■ **SUPPLIED RECORDS**:
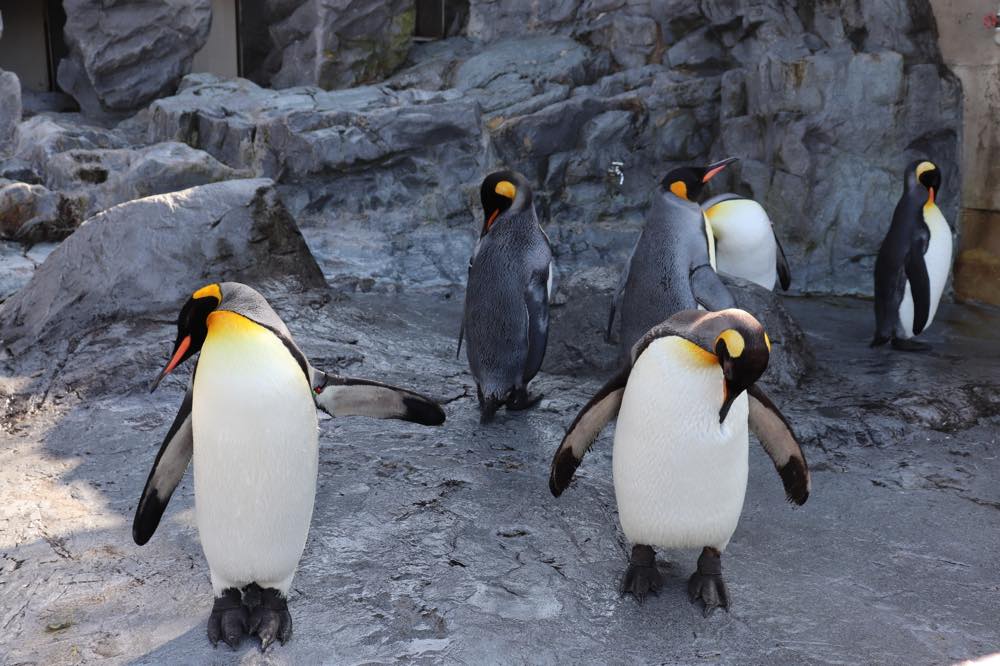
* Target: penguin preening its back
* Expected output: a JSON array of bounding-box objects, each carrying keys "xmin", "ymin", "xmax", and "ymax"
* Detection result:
==
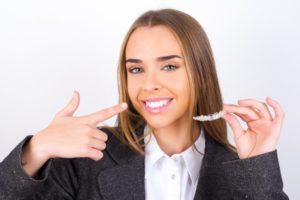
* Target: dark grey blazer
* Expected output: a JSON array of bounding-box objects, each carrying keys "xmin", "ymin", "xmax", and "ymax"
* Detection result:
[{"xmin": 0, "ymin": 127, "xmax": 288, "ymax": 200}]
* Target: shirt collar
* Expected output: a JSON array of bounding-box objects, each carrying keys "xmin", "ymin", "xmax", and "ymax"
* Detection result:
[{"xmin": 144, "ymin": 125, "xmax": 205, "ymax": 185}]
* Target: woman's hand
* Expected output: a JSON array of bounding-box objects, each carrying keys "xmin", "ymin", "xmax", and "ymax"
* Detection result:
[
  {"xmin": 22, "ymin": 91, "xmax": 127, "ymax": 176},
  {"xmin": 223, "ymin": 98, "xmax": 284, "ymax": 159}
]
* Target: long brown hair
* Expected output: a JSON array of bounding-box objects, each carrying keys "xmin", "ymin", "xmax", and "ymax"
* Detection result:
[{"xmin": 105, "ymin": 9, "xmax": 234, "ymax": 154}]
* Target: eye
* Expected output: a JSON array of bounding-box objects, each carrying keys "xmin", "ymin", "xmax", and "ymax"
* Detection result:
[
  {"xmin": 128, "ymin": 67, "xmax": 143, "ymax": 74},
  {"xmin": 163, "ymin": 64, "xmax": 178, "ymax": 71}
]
* * *
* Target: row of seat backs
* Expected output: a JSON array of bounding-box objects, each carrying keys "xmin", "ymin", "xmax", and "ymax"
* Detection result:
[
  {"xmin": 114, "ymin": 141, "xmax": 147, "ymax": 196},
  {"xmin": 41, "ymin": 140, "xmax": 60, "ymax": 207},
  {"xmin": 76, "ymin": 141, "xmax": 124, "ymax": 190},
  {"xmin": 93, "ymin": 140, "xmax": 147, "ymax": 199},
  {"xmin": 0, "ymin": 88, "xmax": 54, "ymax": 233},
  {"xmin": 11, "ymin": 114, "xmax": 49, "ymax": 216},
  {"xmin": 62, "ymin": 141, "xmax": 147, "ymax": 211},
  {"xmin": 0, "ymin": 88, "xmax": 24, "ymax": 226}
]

■ **WHAT THE TASK ASKS**: Can you gather every line above that contains the word "Target", treating uppercase and lowercase letters as different?

■ **OUTPUT**:
* Target: penguin preening its back
* Target: dark grey blazer
* Target: shirt collar
* Target: woman's hand
* Target: long brown hair
* Target: eye
* Target: row of seat backs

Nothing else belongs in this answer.